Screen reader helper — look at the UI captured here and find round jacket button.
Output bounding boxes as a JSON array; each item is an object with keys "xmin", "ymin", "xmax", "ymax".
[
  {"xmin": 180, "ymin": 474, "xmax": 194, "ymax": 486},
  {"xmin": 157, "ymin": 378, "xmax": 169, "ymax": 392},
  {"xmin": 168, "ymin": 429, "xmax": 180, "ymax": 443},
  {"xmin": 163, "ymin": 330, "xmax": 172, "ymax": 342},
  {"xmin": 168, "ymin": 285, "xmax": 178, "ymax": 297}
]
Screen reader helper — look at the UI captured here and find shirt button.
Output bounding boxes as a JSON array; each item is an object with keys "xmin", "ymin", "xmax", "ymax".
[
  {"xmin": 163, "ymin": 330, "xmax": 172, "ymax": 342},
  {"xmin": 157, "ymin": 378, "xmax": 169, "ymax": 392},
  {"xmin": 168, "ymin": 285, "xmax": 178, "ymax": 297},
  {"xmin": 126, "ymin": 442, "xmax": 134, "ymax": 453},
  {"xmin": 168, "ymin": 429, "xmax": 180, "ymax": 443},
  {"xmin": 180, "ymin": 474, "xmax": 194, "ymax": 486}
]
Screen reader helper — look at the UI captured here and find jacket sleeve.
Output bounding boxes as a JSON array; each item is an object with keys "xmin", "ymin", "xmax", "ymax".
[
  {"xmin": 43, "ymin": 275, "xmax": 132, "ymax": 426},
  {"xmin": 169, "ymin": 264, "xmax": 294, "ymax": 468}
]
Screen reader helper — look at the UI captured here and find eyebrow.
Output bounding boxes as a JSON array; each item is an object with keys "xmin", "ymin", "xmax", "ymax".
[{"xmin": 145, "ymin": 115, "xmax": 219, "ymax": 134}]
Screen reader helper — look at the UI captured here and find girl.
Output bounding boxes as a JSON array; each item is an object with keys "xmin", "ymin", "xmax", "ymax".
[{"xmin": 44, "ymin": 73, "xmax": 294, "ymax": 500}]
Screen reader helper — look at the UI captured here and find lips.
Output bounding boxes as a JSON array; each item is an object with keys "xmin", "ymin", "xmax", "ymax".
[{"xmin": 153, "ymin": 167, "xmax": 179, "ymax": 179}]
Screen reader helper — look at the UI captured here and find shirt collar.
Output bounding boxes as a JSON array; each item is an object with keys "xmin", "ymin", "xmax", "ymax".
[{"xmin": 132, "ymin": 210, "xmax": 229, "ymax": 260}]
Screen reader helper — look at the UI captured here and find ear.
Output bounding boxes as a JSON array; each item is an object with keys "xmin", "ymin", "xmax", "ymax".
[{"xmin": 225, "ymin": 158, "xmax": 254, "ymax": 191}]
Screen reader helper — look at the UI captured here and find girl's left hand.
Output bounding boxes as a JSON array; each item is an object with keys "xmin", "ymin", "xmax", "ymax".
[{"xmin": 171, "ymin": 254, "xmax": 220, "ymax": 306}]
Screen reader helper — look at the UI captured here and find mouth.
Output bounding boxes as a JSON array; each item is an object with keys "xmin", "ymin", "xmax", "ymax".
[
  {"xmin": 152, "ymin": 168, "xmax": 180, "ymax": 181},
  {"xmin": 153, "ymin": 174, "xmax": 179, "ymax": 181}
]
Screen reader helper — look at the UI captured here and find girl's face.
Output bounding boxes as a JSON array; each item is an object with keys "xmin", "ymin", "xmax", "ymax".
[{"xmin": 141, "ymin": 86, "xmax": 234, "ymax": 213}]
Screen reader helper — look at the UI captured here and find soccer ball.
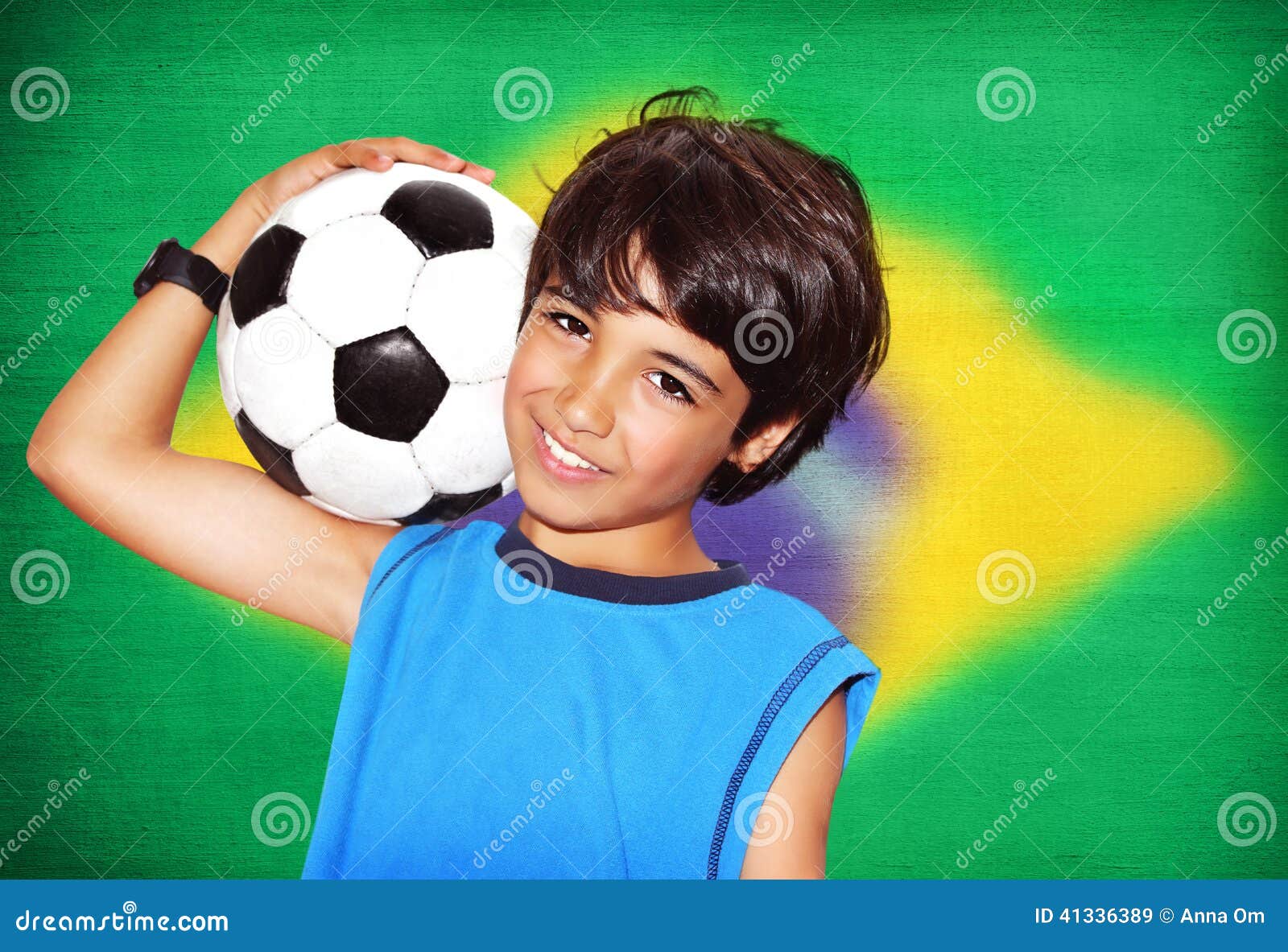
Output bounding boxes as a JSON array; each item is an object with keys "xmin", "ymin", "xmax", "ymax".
[{"xmin": 215, "ymin": 163, "xmax": 537, "ymax": 525}]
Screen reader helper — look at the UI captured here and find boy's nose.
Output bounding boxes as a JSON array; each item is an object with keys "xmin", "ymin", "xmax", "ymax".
[{"xmin": 555, "ymin": 375, "xmax": 613, "ymax": 437}]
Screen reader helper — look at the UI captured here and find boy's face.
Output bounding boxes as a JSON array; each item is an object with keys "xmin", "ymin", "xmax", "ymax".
[{"xmin": 505, "ymin": 260, "xmax": 751, "ymax": 530}]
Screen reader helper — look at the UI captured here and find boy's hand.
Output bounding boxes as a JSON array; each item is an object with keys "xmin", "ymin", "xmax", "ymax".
[{"xmin": 241, "ymin": 135, "xmax": 496, "ymax": 220}]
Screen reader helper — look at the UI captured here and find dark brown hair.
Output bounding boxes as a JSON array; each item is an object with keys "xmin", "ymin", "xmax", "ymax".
[{"xmin": 519, "ymin": 86, "xmax": 890, "ymax": 505}]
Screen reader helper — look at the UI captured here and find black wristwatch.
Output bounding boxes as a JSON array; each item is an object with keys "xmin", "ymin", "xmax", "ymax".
[{"xmin": 134, "ymin": 238, "xmax": 232, "ymax": 311}]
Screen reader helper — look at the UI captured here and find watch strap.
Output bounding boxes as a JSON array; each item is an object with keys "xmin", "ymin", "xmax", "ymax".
[{"xmin": 134, "ymin": 238, "xmax": 232, "ymax": 311}]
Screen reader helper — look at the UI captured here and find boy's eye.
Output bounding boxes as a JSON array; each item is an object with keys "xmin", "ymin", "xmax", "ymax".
[
  {"xmin": 648, "ymin": 369, "xmax": 693, "ymax": 403},
  {"xmin": 550, "ymin": 311, "xmax": 590, "ymax": 340},
  {"xmin": 549, "ymin": 311, "xmax": 696, "ymax": 406}
]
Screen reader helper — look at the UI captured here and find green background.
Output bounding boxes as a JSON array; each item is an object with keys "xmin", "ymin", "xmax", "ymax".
[{"xmin": 0, "ymin": 0, "xmax": 1288, "ymax": 879}]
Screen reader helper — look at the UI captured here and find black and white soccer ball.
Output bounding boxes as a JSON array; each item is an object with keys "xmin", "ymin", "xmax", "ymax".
[{"xmin": 217, "ymin": 163, "xmax": 537, "ymax": 525}]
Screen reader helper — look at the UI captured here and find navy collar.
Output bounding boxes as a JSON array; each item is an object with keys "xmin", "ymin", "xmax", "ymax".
[{"xmin": 494, "ymin": 515, "xmax": 751, "ymax": 605}]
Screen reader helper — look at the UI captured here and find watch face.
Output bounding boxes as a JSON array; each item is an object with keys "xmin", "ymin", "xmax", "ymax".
[{"xmin": 134, "ymin": 238, "xmax": 179, "ymax": 296}]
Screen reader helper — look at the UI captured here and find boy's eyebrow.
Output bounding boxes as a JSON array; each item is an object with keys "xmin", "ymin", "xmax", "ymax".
[{"xmin": 543, "ymin": 285, "xmax": 724, "ymax": 397}]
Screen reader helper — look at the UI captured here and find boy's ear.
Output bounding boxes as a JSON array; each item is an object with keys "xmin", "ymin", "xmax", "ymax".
[{"xmin": 726, "ymin": 414, "xmax": 800, "ymax": 472}]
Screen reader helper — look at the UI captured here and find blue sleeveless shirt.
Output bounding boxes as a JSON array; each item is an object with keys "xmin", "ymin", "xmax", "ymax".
[{"xmin": 303, "ymin": 517, "xmax": 881, "ymax": 879}]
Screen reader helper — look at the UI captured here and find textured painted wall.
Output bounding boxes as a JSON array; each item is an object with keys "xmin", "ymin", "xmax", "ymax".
[{"xmin": 0, "ymin": 0, "xmax": 1288, "ymax": 877}]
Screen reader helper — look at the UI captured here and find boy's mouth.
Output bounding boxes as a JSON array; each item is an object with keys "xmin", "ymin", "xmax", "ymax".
[{"xmin": 532, "ymin": 420, "xmax": 608, "ymax": 482}]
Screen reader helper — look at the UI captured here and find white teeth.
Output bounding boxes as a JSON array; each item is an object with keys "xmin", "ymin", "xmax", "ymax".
[{"xmin": 541, "ymin": 431, "xmax": 601, "ymax": 472}]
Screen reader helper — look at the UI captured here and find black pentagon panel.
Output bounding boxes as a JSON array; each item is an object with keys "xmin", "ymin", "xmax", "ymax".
[
  {"xmin": 228, "ymin": 225, "xmax": 304, "ymax": 328},
  {"xmin": 397, "ymin": 483, "xmax": 501, "ymax": 525},
  {"xmin": 380, "ymin": 182, "xmax": 492, "ymax": 258},
  {"xmin": 233, "ymin": 410, "xmax": 309, "ymax": 496},
  {"xmin": 332, "ymin": 328, "xmax": 451, "ymax": 443}
]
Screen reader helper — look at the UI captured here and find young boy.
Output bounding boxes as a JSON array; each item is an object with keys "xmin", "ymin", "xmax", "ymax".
[{"xmin": 28, "ymin": 89, "xmax": 889, "ymax": 879}]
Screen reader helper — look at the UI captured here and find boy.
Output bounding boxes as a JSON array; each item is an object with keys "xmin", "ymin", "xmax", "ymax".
[{"xmin": 28, "ymin": 88, "xmax": 889, "ymax": 879}]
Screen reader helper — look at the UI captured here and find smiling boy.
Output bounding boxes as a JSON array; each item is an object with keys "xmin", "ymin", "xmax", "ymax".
[{"xmin": 28, "ymin": 89, "xmax": 889, "ymax": 879}]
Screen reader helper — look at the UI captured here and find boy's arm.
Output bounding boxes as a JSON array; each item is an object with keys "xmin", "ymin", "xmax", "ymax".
[
  {"xmin": 27, "ymin": 181, "xmax": 398, "ymax": 641},
  {"xmin": 27, "ymin": 135, "xmax": 496, "ymax": 641},
  {"xmin": 741, "ymin": 689, "xmax": 845, "ymax": 880}
]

────

What you will do = Please count how many lines in the rows above contain the string "black", and reply with only that number.

Result of this exercise = 3